----- EXERCISE INPUTS -----

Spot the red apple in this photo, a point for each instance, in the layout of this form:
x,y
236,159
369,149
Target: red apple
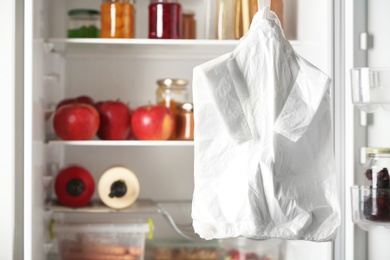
x,y
76,121
114,120
74,186
80,99
152,123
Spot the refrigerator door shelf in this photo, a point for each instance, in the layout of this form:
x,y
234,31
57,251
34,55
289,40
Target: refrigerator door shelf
x,y
370,207
371,88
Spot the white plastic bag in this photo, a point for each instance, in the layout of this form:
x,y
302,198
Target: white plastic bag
x,y
264,162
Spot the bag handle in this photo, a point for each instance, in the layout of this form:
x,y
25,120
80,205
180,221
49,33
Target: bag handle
x,y
264,6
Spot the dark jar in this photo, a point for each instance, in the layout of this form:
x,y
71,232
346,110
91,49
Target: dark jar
x,y
165,19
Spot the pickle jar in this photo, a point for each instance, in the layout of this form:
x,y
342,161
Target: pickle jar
x,y
117,19
377,168
83,23
165,19
185,122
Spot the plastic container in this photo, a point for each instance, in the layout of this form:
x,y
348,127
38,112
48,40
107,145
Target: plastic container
x,y
248,249
165,19
182,250
371,88
117,19
100,241
83,23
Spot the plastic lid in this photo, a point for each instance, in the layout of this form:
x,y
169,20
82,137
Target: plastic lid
x,y
101,228
83,11
373,150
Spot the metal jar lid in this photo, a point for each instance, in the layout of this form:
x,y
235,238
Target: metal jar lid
x,y
188,107
376,150
172,82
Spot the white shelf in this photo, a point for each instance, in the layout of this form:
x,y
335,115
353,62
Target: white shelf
x,y
141,206
122,143
143,48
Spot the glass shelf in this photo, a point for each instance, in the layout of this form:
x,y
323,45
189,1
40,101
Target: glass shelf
x,y
371,88
129,143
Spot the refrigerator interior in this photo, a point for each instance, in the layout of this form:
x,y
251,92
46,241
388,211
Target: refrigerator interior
x,y
56,68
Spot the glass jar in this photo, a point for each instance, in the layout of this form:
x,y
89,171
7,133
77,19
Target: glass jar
x,y
189,25
117,19
376,202
165,19
185,122
171,93
83,23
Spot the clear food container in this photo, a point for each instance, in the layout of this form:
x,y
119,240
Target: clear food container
x,y
83,23
182,250
248,249
100,241
371,88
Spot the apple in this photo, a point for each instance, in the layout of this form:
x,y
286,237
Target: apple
x,y
80,99
74,186
76,121
114,120
152,122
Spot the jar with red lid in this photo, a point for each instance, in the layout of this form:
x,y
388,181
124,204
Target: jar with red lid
x,y
117,19
165,19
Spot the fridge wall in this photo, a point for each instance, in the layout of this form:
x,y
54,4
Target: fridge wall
x,y
57,69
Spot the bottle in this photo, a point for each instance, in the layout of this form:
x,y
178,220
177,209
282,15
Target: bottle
x,y
376,199
83,23
117,19
165,19
225,19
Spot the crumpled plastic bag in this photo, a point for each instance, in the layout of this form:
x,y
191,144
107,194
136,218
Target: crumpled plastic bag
x,y
264,164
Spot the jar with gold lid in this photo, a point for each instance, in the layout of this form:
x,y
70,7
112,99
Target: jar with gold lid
x,y
171,93
117,19
185,122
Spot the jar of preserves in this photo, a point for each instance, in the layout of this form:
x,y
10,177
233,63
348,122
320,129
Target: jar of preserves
x,y
189,25
117,19
185,122
165,19
83,23
376,205
171,93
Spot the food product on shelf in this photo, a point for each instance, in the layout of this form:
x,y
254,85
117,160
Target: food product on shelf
x,y
87,241
185,122
83,23
152,122
117,19
74,186
189,25
172,93
79,99
118,187
114,120
165,19
376,205
76,121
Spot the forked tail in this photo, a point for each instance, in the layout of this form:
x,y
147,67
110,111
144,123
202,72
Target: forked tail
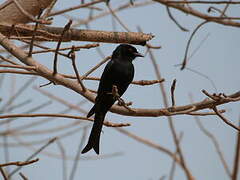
x,y
94,138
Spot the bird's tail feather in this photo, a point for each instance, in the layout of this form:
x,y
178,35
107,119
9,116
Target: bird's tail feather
x,y
94,138
91,112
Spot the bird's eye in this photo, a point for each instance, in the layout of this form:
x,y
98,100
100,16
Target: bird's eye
x,y
130,49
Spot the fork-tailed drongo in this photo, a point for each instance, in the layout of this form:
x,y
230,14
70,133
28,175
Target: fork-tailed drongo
x,y
119,72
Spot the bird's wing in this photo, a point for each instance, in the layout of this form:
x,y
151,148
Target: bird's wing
x,y
105,84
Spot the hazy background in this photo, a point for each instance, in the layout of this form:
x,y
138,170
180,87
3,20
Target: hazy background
x,y
218,59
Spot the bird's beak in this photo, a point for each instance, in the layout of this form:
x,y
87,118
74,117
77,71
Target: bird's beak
x,y
137,54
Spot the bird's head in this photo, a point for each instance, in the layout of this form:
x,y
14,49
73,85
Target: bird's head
x,y
127,52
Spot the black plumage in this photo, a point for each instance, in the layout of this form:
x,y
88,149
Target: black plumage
x,y
119,72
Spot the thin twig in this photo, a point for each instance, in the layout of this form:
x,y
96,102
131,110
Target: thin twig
x,y
72,55
63,153
23,176
224,119
188,44
33,34
3,174
172,92
175,21
77,157
19,163
237,157
66,28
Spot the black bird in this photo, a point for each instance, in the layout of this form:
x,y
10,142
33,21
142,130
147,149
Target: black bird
x,y
119,72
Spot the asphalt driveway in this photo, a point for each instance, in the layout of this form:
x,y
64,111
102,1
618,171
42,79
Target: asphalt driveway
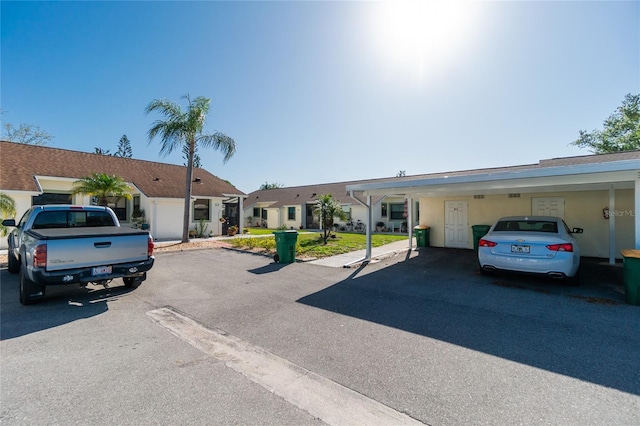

-----

### [PROBLEM DETAILS]
In how many lines of the material does the word "asphalt" occur? Reply with only that number.

### [COMPLETED TASK]
2